— A block of data —

------------------------------------

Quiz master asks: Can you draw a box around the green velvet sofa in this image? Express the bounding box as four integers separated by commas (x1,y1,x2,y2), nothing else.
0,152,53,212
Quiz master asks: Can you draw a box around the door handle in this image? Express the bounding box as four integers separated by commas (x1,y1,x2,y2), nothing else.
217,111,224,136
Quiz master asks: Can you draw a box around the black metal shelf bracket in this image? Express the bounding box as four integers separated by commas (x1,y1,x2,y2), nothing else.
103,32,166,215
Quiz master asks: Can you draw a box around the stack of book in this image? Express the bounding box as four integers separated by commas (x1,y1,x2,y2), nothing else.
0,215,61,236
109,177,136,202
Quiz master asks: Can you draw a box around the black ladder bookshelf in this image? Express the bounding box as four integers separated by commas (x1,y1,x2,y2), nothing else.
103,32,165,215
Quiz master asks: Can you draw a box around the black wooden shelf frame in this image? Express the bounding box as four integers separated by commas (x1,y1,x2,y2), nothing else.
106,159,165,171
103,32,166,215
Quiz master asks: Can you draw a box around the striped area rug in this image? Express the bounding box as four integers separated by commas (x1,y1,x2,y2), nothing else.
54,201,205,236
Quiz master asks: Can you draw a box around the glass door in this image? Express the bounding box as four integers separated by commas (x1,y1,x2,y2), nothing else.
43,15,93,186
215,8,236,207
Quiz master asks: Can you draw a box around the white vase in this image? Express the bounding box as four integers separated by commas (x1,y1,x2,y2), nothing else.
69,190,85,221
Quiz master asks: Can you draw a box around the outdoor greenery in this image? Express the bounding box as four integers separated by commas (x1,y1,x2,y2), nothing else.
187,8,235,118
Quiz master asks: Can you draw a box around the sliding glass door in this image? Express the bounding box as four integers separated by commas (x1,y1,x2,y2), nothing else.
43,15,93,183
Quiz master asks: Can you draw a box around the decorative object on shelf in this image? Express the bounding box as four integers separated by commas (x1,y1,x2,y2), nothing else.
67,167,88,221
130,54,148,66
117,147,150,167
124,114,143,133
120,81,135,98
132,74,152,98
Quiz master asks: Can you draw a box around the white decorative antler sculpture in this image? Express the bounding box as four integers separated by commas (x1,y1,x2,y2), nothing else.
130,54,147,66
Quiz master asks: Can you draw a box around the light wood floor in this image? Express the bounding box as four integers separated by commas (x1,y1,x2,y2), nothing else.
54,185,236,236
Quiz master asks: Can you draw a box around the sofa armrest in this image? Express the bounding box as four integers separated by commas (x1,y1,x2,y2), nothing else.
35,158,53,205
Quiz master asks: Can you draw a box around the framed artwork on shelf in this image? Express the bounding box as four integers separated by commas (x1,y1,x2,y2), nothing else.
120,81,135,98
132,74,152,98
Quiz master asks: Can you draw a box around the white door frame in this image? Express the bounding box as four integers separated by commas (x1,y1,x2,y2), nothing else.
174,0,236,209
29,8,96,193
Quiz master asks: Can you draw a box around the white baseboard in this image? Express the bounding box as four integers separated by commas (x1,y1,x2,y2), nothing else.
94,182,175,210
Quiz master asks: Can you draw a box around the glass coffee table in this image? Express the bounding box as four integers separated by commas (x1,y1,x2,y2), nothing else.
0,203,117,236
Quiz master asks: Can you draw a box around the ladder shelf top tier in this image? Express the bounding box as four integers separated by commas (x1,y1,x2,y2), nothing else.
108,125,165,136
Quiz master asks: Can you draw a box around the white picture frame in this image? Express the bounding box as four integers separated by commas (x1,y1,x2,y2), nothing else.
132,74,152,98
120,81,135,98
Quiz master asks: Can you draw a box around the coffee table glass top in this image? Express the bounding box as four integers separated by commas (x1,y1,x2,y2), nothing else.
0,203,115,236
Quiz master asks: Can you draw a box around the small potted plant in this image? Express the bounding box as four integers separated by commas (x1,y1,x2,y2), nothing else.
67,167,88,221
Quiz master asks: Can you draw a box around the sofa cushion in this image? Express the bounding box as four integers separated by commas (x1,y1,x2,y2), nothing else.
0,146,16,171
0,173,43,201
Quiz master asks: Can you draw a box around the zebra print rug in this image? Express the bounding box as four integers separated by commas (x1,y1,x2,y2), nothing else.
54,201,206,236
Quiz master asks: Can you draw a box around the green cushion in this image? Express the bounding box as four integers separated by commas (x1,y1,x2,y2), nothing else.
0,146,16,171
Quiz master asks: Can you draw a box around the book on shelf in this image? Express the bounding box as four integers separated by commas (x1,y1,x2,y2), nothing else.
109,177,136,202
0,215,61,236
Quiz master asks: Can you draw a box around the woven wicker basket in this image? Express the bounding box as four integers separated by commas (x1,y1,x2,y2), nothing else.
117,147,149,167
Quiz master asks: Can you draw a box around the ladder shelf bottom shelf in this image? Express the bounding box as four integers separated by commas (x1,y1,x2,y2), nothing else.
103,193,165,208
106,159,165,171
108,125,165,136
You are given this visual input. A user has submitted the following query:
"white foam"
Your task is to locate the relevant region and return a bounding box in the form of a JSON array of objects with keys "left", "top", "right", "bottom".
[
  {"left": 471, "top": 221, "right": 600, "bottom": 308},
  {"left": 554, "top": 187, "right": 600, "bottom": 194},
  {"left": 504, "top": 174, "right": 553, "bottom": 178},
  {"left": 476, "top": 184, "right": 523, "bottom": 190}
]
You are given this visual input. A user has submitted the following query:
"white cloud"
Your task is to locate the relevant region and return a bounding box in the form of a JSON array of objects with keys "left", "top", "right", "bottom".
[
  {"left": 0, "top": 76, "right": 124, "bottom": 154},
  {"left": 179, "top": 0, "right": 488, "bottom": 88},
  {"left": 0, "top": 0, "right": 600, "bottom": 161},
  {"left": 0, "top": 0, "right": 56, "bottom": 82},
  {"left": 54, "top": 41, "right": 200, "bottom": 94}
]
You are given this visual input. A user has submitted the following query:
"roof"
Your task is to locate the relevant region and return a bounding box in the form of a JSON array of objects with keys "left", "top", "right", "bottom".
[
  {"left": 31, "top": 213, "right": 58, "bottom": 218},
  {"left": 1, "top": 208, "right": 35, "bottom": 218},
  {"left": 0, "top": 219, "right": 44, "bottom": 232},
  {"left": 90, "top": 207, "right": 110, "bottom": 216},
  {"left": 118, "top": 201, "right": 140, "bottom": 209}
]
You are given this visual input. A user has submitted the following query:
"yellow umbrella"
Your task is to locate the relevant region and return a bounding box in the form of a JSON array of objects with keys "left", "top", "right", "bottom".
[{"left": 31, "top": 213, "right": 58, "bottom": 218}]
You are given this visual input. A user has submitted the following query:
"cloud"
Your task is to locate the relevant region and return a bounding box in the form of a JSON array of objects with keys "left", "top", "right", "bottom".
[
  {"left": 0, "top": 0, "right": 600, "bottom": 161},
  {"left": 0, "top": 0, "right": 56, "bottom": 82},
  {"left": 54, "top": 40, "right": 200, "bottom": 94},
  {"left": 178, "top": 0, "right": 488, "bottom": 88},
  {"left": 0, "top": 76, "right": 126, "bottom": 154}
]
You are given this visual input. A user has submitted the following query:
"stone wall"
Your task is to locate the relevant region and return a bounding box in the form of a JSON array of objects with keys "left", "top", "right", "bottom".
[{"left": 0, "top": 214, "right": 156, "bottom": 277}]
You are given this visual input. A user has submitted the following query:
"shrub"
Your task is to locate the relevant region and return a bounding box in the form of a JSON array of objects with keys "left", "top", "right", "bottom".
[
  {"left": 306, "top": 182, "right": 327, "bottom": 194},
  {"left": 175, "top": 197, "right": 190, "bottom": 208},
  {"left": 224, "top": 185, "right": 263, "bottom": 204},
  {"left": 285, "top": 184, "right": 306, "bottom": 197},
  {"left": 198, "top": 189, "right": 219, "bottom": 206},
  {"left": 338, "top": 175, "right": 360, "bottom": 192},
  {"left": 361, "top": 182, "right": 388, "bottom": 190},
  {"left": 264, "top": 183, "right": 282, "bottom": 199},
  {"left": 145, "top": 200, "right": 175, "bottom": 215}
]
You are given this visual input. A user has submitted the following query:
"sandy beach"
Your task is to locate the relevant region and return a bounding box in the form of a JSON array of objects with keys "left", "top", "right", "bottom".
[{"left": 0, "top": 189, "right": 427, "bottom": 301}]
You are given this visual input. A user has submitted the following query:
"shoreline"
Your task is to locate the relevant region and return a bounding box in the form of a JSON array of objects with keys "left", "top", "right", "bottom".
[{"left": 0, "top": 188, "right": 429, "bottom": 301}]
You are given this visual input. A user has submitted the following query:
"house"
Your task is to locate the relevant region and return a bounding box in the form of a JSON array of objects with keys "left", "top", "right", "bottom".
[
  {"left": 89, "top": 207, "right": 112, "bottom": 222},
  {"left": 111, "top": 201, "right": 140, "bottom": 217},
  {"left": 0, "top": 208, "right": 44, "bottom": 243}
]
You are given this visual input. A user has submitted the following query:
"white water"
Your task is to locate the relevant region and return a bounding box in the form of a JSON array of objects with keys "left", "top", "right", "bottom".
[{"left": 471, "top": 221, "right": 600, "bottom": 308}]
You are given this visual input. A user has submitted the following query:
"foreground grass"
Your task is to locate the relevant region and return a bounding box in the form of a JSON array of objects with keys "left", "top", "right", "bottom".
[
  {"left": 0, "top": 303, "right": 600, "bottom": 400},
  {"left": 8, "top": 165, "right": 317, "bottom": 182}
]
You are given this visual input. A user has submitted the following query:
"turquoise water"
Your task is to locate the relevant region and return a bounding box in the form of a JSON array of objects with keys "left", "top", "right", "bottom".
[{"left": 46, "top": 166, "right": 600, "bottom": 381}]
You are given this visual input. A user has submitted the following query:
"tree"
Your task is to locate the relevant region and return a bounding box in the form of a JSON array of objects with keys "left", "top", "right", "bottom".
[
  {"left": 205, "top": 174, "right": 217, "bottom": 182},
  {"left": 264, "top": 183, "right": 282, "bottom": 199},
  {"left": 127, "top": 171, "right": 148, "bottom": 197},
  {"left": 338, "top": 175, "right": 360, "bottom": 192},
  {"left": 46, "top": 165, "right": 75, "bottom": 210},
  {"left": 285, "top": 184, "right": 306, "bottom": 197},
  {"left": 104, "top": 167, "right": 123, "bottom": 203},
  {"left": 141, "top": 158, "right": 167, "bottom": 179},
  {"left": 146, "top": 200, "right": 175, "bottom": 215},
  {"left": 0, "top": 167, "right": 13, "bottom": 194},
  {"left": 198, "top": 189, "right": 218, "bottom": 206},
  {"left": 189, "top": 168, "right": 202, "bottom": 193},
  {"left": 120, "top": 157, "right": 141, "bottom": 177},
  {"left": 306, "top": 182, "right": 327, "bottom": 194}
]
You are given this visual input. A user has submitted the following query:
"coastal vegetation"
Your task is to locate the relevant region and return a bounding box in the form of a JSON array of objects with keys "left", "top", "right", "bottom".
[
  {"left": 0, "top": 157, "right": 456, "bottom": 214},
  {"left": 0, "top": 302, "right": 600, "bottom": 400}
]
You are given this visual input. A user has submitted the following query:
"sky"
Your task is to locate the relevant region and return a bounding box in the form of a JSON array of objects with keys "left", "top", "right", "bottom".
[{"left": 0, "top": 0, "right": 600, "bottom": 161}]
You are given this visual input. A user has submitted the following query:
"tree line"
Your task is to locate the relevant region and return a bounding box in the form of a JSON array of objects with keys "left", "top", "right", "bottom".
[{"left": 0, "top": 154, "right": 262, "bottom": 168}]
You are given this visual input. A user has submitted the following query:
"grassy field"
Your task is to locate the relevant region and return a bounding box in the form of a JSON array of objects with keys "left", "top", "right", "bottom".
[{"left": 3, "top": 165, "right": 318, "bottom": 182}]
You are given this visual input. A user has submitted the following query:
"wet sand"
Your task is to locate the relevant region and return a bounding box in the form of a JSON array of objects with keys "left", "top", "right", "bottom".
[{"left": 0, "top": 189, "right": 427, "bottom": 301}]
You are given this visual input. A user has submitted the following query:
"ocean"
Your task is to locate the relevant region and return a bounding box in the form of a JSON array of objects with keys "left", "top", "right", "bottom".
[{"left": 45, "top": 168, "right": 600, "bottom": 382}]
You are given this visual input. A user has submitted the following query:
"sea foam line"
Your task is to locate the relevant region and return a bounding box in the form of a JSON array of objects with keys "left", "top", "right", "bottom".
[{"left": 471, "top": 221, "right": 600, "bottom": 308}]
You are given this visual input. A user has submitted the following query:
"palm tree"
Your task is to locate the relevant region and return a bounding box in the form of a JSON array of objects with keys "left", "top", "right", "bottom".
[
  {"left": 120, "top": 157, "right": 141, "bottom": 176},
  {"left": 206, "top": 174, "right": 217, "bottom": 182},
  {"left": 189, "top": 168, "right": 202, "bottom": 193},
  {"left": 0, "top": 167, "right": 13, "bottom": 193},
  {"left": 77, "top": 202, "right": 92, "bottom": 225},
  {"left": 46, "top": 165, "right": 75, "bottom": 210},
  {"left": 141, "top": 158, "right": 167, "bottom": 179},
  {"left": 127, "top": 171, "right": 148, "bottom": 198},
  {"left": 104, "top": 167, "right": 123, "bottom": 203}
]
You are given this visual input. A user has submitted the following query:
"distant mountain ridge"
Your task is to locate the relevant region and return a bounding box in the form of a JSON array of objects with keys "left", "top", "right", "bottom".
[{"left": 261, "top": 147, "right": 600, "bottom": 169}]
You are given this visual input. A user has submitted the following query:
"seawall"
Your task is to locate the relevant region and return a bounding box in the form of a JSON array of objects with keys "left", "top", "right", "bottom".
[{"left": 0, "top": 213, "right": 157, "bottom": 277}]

------------------------------------

Revise the records from the line with "Quiz master asks: Can you draw a box around the outdoor" up to and including the line with "187,8,235,118" by changing "outdoor greenery" to "garden foliage" and keeping everything else the same. Return only those lines.

Quiz master asks: Can you draw a box around the garden foliage in this image? Express the bounding box as four integers separated by commas (x1,y1,x2,y2), nothing else.
187,8,235,118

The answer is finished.